### Brief
Rewrite the listing with "pink stripe" changed to "blue stripe", keeping everything else the same.

Data items
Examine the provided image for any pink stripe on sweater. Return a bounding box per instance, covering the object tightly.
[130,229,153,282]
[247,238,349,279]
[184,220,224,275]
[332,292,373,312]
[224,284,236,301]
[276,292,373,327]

### Correct result
Examine the provided image for any blue stripe on sweater. Return a bounding box per instance, covering the object tightly.
[130,229,153,282]
[247,238,349,279]
[184,220,224,275]
[332,292,373,312]
[224,284,236,301]
[276,292,373,327]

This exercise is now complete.